-- What to work on --
Say whether the article on the fight over opioid-lawsuit money supports each of statements (a), (b) and (c), and quote the words of the article that settle each one. (a) The 1st District Court of Appeal panel ruled against Moody in August. (b) The notices filed Friday set out the arguments Moody's office will make at the Supreme Court. (c) The appeals court certified a question of great public importance to the Supreme Court.

-- Passage shown --

Fight over money from opioid lawsuits may reach Florida Supreme Court

Sun-Sentinel | By Jim Saunders | October 22, 2024

TALLAHASSEE — After losing at an appeals court, Attorney General Ashley Moody has gone to the Florida Supreme Court in a potentially high-stakes fight about whether hospital districts and school boards should be able to pursue opioid-epidemic lawsuits after she reached settlements with the pharmaceutical industry.

Lawyers in Moody’s office Friday filed a series of notices that are a first step in asking the Supreme Court to take up the issue.

A panel of the 1st District Court of Appeal in August rejected Moody’s arguments that she had the power to enter settlements with the industry that would effectively trump separate lawsuits by local government agencies. The appeals court subsequently turned down a request to take a step known as certifying a “question of great public importance” to the Supreme Court.

As is common, the notices filed Friday do not detail arguments that Moody’s office will make at the Supreme Court.

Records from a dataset
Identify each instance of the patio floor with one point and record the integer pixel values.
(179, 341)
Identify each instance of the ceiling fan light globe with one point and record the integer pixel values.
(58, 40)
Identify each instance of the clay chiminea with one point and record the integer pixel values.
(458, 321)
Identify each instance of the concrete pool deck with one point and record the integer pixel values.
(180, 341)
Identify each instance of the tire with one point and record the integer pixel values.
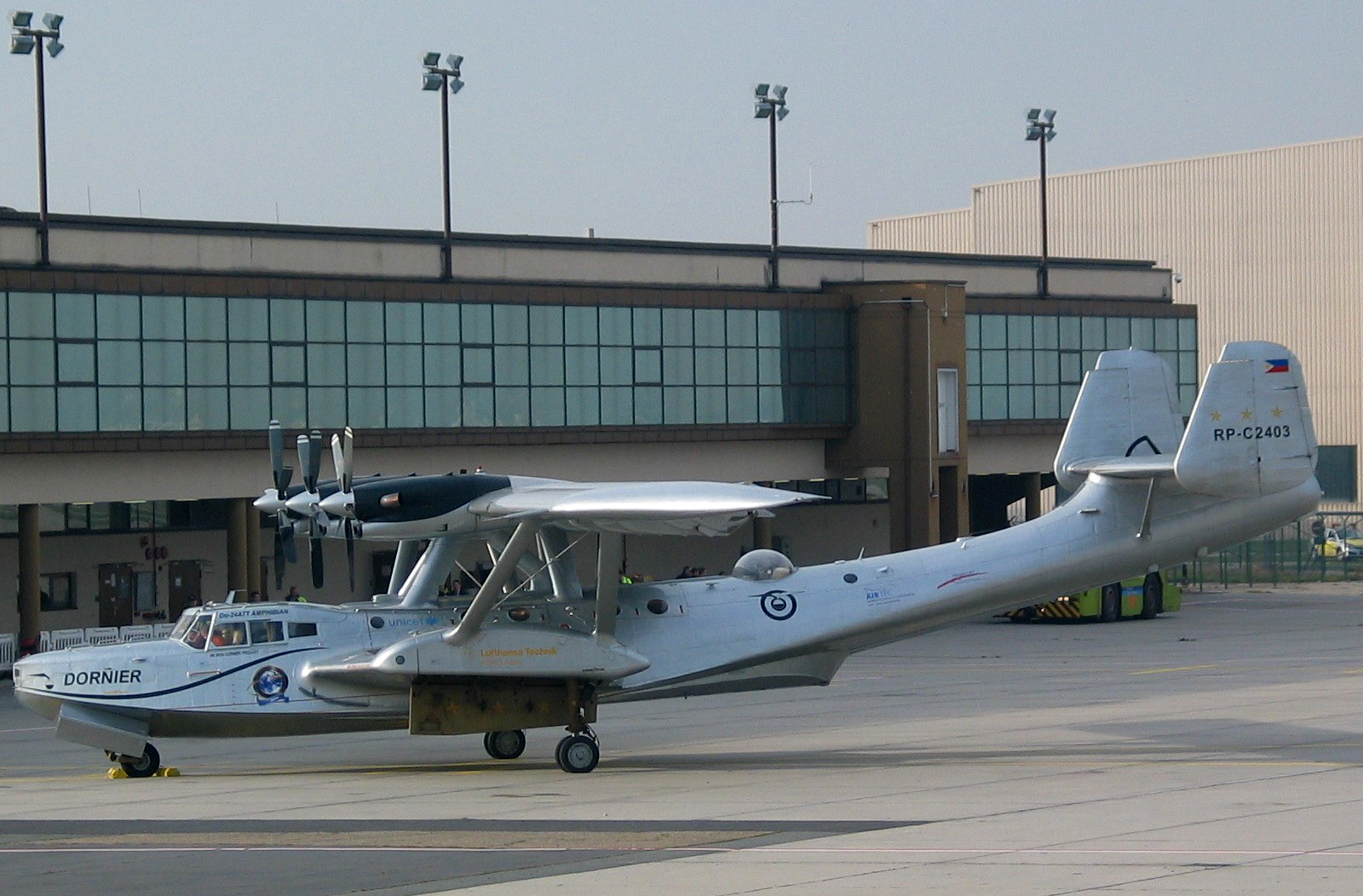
(147, 766)
(1152, 597)
(504, 744)
(578, 755)
(1111, 607)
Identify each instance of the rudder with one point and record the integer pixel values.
(1251, 432)
(1128, 407)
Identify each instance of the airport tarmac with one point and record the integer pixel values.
(1212, 750)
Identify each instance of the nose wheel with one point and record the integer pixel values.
(578, 753)
(143, 766)
(504, 744)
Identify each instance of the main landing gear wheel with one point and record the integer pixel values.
(577, 753)
(504, 744)
(145, 766)
(1152, 597)
(1111, 607)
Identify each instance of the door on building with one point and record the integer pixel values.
(116, 594)
(186, 583)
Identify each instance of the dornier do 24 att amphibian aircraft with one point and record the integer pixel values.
(535, 648)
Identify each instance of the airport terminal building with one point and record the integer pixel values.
(922, 393)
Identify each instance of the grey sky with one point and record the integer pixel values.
(635, 118)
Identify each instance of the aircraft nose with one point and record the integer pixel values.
(302, 503)
(269, 503)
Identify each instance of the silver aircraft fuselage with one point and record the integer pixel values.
(712, 635)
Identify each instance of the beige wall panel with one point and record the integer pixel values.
(1269, 244)
(220, 474)
(937, 232)
(1012, 454)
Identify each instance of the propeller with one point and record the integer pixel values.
(284, 550)
(342, 455)
(310, 461)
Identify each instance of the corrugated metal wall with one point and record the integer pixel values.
(1269, 244)
(937, 232)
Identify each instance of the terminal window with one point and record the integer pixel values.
(123, 363)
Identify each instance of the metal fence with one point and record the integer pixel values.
(61, 639)
(1303, 552)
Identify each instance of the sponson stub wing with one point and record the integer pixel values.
(635, 508)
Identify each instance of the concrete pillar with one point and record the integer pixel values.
(31, 579)
(762, 531)
(1033, 496)
(238, 509)
(254, 552)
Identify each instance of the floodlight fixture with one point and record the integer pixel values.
(22, 43)
(1042, 129)
(770, 104)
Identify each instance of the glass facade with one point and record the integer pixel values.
(1029, 366)
(119, 363)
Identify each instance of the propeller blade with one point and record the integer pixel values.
(313, 459)
(348, 454)
(317, 560)
(338, 457)
(306, 461)
(279, 559)
(349, 549)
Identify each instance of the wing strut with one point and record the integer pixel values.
(1149, 509)
(610, 554)
(491, 590)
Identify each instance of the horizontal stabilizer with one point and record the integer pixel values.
(1251, 432)
(1126, 414)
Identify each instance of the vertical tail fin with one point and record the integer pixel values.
(1251, 432)
(1128, 407)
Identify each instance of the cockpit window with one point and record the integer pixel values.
(197, 635)
(762, 566)
(266, 631)
(228, 635)
(183, 624)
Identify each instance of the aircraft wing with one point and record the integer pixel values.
(638, 508)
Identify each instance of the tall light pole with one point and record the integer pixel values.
(24, 41)
(770, 104)
(447, 82)
(1040, 127)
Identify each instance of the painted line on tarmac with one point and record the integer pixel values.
(1152, 672)
(702, 850)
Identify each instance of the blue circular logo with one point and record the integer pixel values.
(779, 605)
(270, 682)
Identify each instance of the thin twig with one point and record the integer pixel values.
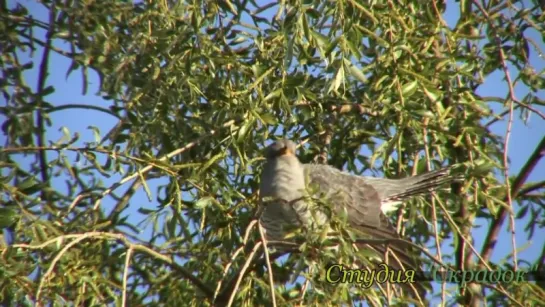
(54, 262)
(267, 259)
(230, 263)
(125, 277)
(127, 243)
(164, 158)
(241, 275)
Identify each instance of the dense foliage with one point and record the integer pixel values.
(200, 87)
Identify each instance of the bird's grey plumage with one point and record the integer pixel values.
(363, 198)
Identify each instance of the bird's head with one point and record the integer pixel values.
(280, 148)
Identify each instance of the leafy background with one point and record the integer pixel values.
(132, 138)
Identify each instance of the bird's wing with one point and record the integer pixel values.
(401, 189)
(362, 202)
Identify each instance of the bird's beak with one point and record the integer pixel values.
(286, 152)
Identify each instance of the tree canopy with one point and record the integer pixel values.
(161, 207)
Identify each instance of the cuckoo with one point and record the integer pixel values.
(364, 199)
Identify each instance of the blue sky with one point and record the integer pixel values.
(524, 137)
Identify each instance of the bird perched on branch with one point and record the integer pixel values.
(285, 203)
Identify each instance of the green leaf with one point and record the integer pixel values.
(8, 217)
(408, 89)
(203, 202)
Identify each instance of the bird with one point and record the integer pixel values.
(365, 200)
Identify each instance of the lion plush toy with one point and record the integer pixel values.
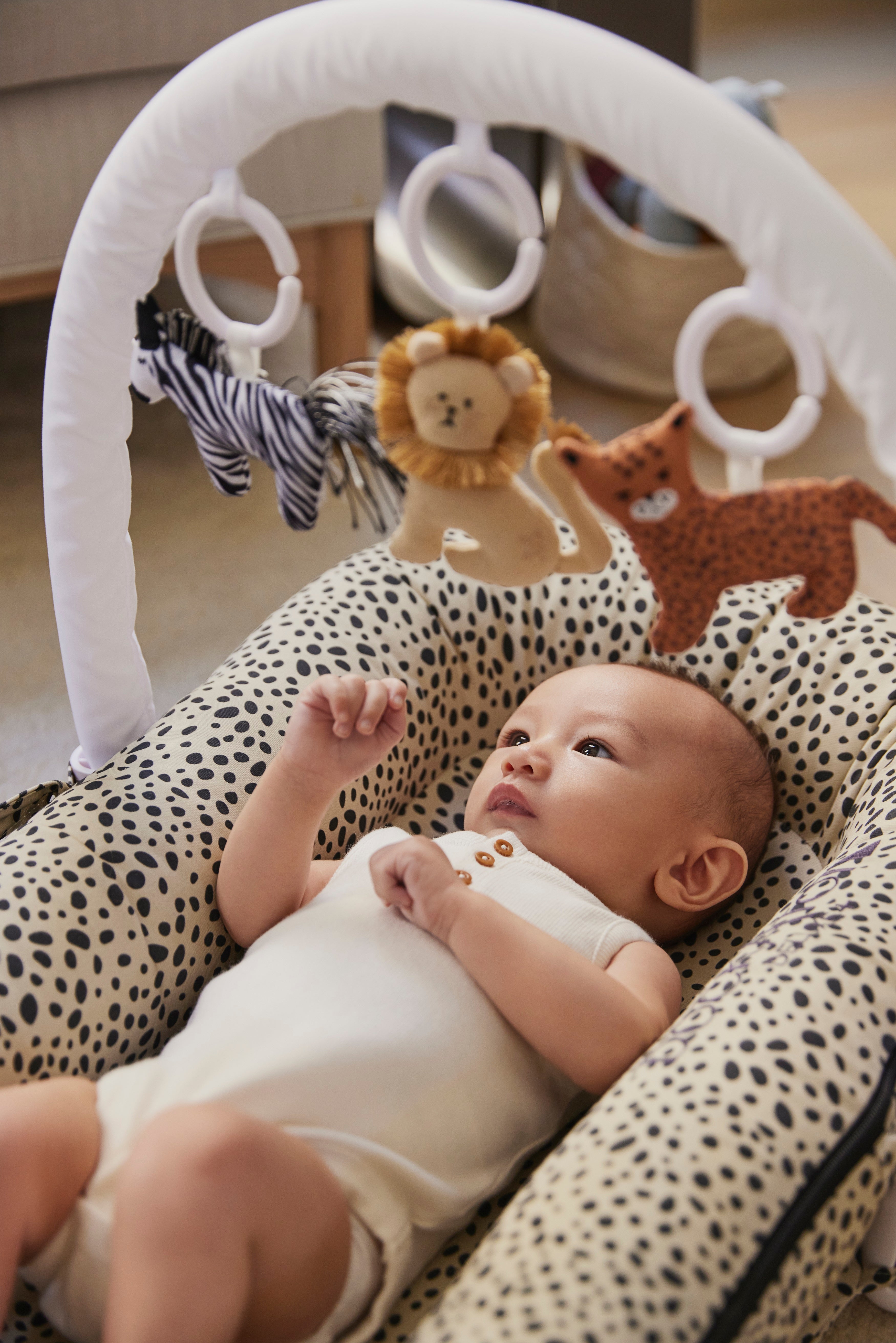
(458, 410)
(696, 543)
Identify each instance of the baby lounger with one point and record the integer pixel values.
(758, 1130)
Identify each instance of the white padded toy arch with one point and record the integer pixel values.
(489, 61)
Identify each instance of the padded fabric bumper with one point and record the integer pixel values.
(656, 1204)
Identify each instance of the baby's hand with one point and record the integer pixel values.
(343, 726)
(418, 879)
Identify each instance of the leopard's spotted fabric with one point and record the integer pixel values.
(653, 1207)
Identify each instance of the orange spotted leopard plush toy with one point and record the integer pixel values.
(696, 543)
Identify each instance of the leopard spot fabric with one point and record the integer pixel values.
(652, 1208)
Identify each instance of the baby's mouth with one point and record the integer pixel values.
(510, 800)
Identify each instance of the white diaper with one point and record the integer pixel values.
(72, 1274)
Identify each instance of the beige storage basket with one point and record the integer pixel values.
(613, 301)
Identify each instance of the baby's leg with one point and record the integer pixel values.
(49, 1149)
(226, 1229)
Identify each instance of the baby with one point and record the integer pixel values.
(405, 1028)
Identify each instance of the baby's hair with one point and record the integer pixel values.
(749, 785)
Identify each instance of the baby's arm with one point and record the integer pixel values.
(589, 1023)
(340, 728)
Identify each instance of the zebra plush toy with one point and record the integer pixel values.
(326, 434)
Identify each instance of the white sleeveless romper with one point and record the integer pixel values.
(365, 1036)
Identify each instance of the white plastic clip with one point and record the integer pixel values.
(472, 154)
(748, 449)
(245, 342)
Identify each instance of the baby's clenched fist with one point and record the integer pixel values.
(343, 726)
(417, 877)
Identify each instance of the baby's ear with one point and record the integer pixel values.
(426, 346)
(516, 374)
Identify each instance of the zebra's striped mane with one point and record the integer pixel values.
(326, 433)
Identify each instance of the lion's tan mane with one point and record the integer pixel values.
(441, 465)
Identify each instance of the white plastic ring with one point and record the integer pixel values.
(755, 299)
(473, 155)
(228, 201)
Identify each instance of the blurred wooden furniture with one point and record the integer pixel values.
(76, 73)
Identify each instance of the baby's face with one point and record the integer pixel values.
(600, 773)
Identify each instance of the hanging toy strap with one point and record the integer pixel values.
(472, 154)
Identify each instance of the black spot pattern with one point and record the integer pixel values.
(652, 1208)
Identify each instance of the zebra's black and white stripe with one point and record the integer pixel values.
(328, 433)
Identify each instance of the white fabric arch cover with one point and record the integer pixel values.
(483, 60)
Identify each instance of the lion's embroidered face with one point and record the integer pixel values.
(457, 406)
(458, 402)
(640, 477)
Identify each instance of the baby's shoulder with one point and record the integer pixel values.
(647, 969)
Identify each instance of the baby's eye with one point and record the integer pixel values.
(594, 749)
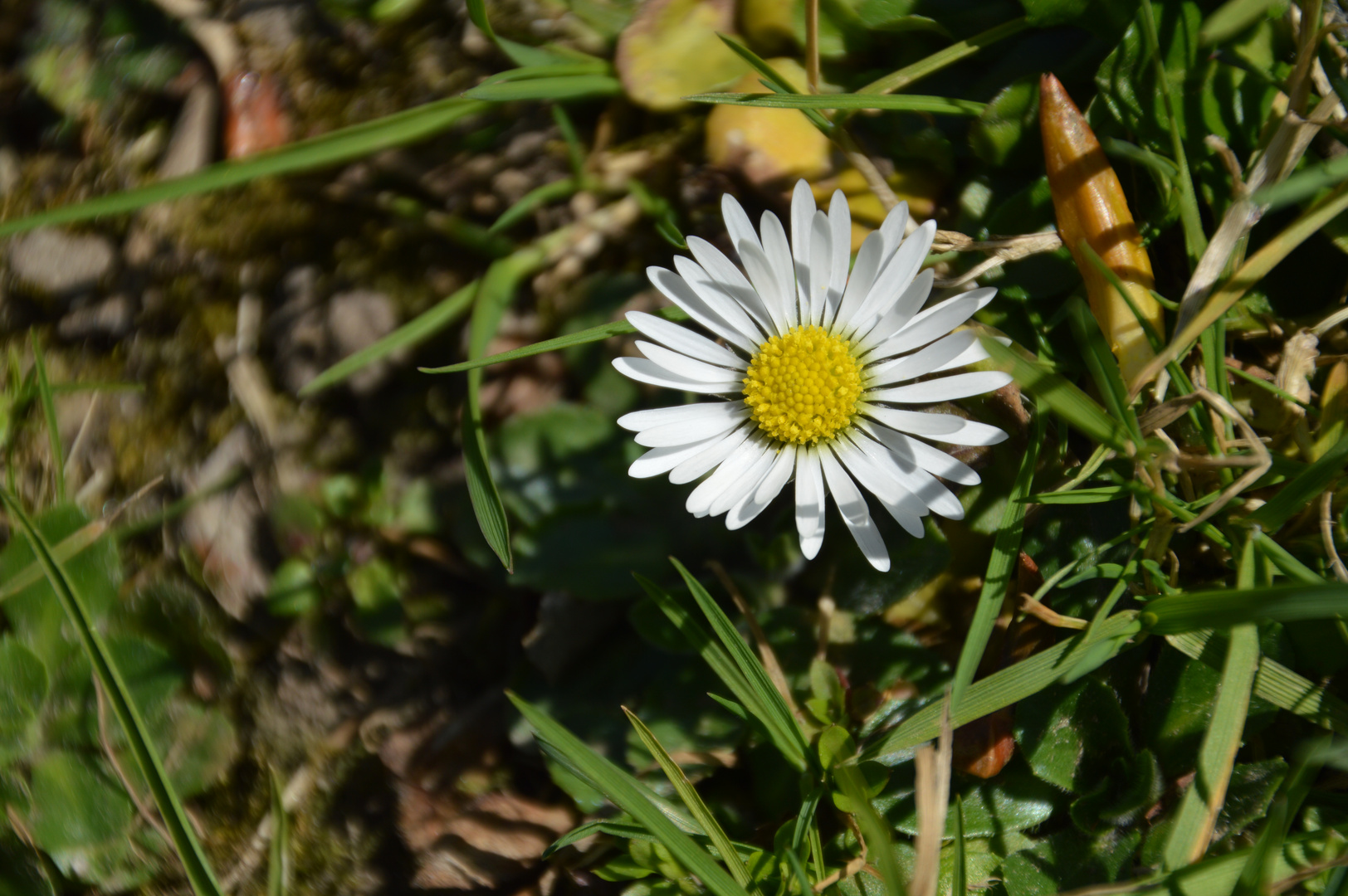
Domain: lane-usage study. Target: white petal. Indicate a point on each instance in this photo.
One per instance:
(898, 315)
(809, 501)
(685, 340)
(863, 275)
(855, 512)
(764, 279)
(894, 279)
(935, 322)
(933, 358)
(745, 483)
(896, 455)
(974, 354)
(736, 222)
(727, 476)
(821, 265)
(778, 252)
(696, 430)
(637, 421)
(716, 451)
(724, 289)
(803, 218)
(906, 509)
(682, 294)
(647, 371)
(767, 488)
(840, 239)
(663, 460)
(946, 388)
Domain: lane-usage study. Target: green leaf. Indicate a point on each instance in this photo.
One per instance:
(1220, 609)
(332, 149)
(197, 867)
(1006, 550)
(989, 694)
(618, 786)
(898, 103)
(583, 337)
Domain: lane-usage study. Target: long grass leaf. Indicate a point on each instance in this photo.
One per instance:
(197, 867)
(1197, 814)
(896, 103)
(691, 801)
(583, 337)
(49, 414)
(989, 694)
(340, 146)
(618, 787)
(1006, 550)
(1060, 397)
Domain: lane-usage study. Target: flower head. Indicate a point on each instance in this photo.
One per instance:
(814, 373)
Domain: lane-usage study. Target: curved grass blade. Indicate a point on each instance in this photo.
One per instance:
(896, 103)
(624, 792)
(340, 146)
(197, 867)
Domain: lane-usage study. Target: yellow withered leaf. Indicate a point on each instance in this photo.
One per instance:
(767, 146)
(669, 50)
(1091, 207)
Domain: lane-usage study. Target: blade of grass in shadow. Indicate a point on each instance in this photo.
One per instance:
(900, 103)
(989, 694)
(879, 849)
(278, 861)
(340, 146)
(583, 337)
(1061, 397)
(49, 412)
(1197, 813)
(174, 816)
(618, 787)
(691, 801)
(716, 656)
(750, 666)
(1006, 548)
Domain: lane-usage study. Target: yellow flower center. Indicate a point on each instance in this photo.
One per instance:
(803, 386)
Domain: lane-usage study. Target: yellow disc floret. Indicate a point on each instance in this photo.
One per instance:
(803, 386)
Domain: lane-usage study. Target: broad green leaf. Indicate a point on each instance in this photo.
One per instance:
(1004, 688)
(583, 337)
(197, 867)
(626, 796)
(332, 149)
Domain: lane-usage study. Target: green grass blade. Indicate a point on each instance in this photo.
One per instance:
(1006, 550)
(691, 801)
(1224, 608)
(1301, 490)
(624, 794)
(879, 849)
(340, 146)
(197, 867)
(944, 58)
(583, 337)
(1203, 801)
(1101, 364)
(278, 863)
(989, 694)
(419, 329)
(750, 667)
(49, 414)
(574, 86)
(1061, 397)
(1276, 684)
(896, 103)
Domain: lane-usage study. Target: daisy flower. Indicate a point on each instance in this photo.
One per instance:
(814, 375)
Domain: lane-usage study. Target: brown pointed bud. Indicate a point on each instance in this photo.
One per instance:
(1090, 204)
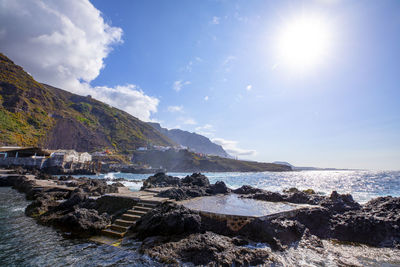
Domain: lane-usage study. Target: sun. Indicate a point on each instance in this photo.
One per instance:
(304, 42)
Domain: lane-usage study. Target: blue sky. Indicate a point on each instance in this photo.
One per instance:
(345, 113)
(212, 67)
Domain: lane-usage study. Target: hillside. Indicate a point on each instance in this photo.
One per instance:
(186, 161)
(193, 141)
(35, 114)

-- Solution below --
(a) Yes: "A panel of the 1st District Court of Appeal in August rejected Moody’s arguments"
(b) No: "the notices filed Friday do not detail arguments that Moody’s office will make at the Supreme Court."
(c) No: "The appeals court subsequently turned down a request to take a step known as certifying a “question of great public importance” to the Supreme Court."